Insanity Seeker

A Loucura o leva à verdade, assim como a Verdade o leva à Loucura.


A coisa mais misericordiosa do mundo, creio eu, é a incapacidade da mente humana em correlacionar todo o seu conteúdo.
Vivemos numa plácida ilha de ignorância em meio a negros mares de infinito, e não está escrito pela Providência que devemos viajar longe.
As ciências, cada uma progredindo em sua própria direção, têm até agora nos causado pouco dano; mas um dia a junção do conhecimento dissociado abrirá visões tão terríveis da realidade e de nossa apavorante situação nela, que provavelmente ficaremos loucos por causa dessa revelação ou fugiremos dessa luz mortal rumo à paz e à segurança de uma nova Idade das Trevas.
H.P. Lovecraft

Futuro insólito

fevereiro 8th, 2011 by Lordspy

   Os familiares e amigos visitantes de todas as partes se reuniam no ambiente. Todos com o triste sorriso ou com a alegre tristeza das memórias que sempre lhes serão deixadas e as compartilhavam, uns com os outros, enquanto prestavam suas últimas homenagens ao corpo daquela a quem lhes era tão querida.
   Dentre os familiares os filhos, não menos tristes que os outros e amigos, se perguntavam sobre que mistérios e surpresas poderia reservar o futuro à partir daquele momento. O mais novo, que de alguma forma representava a alegria e parte do carinho da família, aquele que ninguém jamais esperou se firmar, agora casado, traça seus planos para preservar o legado, enquanto que a mais velha, a querida intrusa, sendo confortada pela própria família, serve de anfitriã àqueles que vieram respeitar e honrar sua memória.

=== ENUNCIADO DA TAREFA 1 ===
Reproduza do texto sobre o velório o trecho que vai das palavras "A Loucura o" até as palavras "Idade das Trevas.", inclusive.
=== ENUNCIADO DA TAREFA 2 ===
De acordo com o texto sobre o velório, com que objetivo o filho mais novo, agora casado, traça seus planos?
=== ENUNCIADO DA TAREFA 3 ===
Dê prosseguimento ao texto sobre o velório a partir do ponto em que ele termina.

=== ENTRADAS FORNECIDAS ===

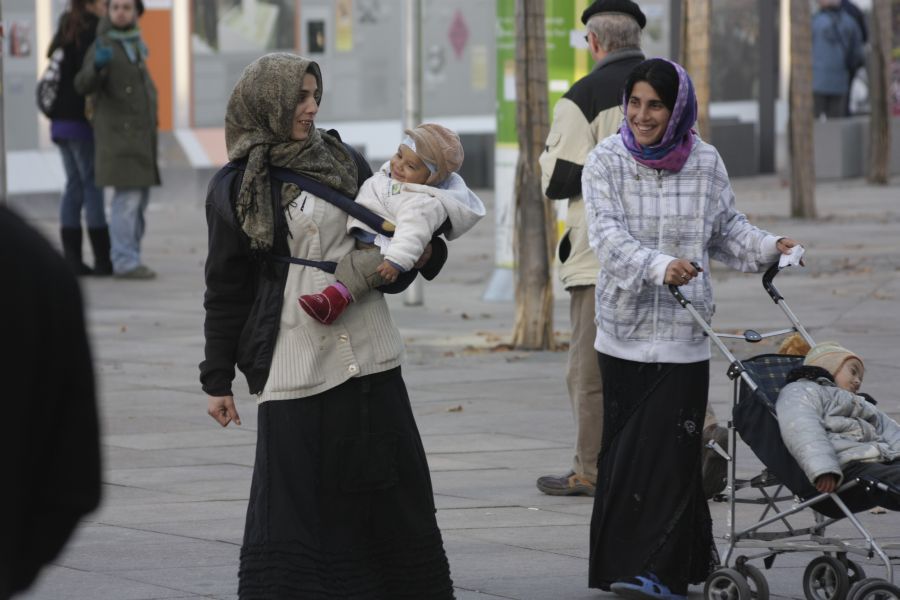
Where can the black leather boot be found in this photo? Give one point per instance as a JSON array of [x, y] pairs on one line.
[[100, 244], [71, 239]]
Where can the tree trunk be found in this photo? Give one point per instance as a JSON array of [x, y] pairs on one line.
[[803, 199], [879, 78], [534, 232], [695, 56]]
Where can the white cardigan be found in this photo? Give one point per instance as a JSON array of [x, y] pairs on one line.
[[310, 358]]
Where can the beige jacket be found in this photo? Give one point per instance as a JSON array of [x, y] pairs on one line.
[[309, 357], [589, 112]]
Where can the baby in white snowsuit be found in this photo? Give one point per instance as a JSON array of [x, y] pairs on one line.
[[417, 191]]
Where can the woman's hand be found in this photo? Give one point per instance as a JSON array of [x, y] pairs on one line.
[[826, 483], [680, 271], [426, 256], [784, 246], [221, 408], [387, 271]]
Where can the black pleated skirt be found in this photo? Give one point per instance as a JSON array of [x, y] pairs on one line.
[[650, 514], [341, 505]]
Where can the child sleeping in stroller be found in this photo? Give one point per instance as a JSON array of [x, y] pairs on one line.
[[834, 432]]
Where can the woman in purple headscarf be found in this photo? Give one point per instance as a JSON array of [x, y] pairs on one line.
[[659, 205]]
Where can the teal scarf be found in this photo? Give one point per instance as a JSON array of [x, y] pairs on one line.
[[131, 42]]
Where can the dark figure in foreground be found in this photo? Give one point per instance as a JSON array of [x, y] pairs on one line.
[[50, 452]]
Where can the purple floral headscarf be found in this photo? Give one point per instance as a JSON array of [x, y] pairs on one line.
[[673, 149]]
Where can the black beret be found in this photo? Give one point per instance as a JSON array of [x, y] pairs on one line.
[[625, 7]]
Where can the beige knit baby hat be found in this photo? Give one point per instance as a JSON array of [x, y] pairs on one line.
[[830, 356], [439, 147]]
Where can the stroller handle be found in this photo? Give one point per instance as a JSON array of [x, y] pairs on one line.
[[770, 288]]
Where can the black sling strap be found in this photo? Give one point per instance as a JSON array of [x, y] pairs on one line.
[[357, 211]]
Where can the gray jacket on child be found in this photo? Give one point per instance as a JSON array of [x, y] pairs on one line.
[[825, 427]]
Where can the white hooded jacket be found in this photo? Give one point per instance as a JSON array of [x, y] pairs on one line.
[[417, 211]]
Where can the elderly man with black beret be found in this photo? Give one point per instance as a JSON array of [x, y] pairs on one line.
[[590, 111]]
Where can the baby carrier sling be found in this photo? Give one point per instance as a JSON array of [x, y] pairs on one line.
[[318, 189]]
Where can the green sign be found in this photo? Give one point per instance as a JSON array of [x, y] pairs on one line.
[[567, 58]]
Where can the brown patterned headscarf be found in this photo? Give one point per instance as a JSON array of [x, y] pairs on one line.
[[258, 124]]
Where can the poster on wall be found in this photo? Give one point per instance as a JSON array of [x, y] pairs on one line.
[[20, 42], [343, 25], [232, 26]]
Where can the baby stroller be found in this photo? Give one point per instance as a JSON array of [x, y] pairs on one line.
[[830, 576]]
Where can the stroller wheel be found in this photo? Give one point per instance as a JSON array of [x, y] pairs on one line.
[[727, 584], [871, 588], [759, 587], [855, 572], [825, 578]]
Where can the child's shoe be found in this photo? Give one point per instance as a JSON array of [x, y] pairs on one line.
[[326, 306]]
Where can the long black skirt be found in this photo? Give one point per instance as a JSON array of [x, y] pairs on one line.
[[650, 515], [341, 504]]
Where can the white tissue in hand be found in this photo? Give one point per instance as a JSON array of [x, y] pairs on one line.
[[383, 242], [791, 259]]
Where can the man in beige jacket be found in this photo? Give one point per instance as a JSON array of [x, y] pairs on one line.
[[590, 111]]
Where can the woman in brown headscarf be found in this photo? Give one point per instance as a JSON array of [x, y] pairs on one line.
[[340, 503]]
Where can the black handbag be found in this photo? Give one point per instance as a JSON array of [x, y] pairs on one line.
[[48, 86]]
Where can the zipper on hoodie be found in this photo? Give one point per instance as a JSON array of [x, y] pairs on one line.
[[658, 245]]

=== RESPOSTA ESPERADA 1 ===
A Loucura o leva à verdade, assim como a Verdade o leva à Loucura.


A coisa mais misericordiosa do mundo, creio eu, é a incapacidade da mente humana em correlacionar todo o seu conteúdo.
Vivemos numa plácida ilha de ignorância em meio a negros mares de infinito, e não está escrito pela Providência que devemos viajar longe.
As ciências, cada uma progredindo em sua própria direção, têm até agora nos causado pouco dano; mas um dia a junção do conhecimento dissociado abrirá visões tão terríveis da realidade e de nossa apavorante situação nela, que provavelmente ficaremos loucos por causa dessa revelação ou fugiremos dessa luz mortal rumo à paz e à segurança de uma nova Idade das Trevas.

=== RESPOSTA ESPERADA 2 ===
Para preservar o legado.

=== RESPOSTA ESPERADA 3 ===
   Quanto ao filho mais velho, legítimo mais velho, mas o do meio na criação, que sempre fora considerado o cérebro dentre os três, já prevendo a situação a tempos e sendo confortado pelos amigos distantes, se preocupa agora com a contradição de um sentimento àquilo a que sempre se opôs. Apesar de buscar a liberdade do mundo para exibir aquilo que sabe e provar-se merecedor de tudo o que recebera, algo que sempre fora impossibilitado de realizar nesta cidade natal, sempre encontrava a segurança de um porto ao qual ancorar para se reabastecer novamente antes da nova jornada.
   E a partir de então, com alguns planos frustrados, sonhos despedaçados, amores perdidos e desperdiçados, se lançará numa nova e decisiva jornada rumo ao desconhecido, almejando o sucesso não apenas dele mesmo, mas também daqueles que quiserem o acompanhar na jornada, não desperdiçando munições, tampouco sendo misericordioso àqueles que o tentarem impedir.
Mas antes, a despedida… e para aqueles que até agora continuaram lendo, a história e homenagem fica agradavelmente insólita…
   Ao final do dia fomos ao penhasco, o sol se punha e as nuvens se prostravam como se grandiosas e numerosamente infinitas pilastras cúbicas indicando que sustentavam o céu. A grama, mais verde como nunca havia visto, cobria todo o campo, com exceção apenas das bases da encosta da passagem do desfiladeiro. Ouvíamos o som do bar do outro lado do campo, além das encostas, tocando uma melodia alegre. Provavelmente algum visitante estava por lá. Me lembro que ela me disse que queria uma festa nesse dia, mas como tudo se deu, não foi possível fazê-lo.
   Olho para trás e a jangada da grama estava ali. Era feita para deslizar pela grama, puxada pelo navio de campo. E o navio se aproximava. Chegava a hora de partir. Os familiares de fora estavam conosco. Eram os poucos que ficaram. Todos subiram no Navio, mas decidi ficar na jangada, sozinho, relembrando e no remorso de todas as inúteis discussões que um dia já tive, com o único intúito de conseguir me provar na vida, algo que a cidade jamais me deixara.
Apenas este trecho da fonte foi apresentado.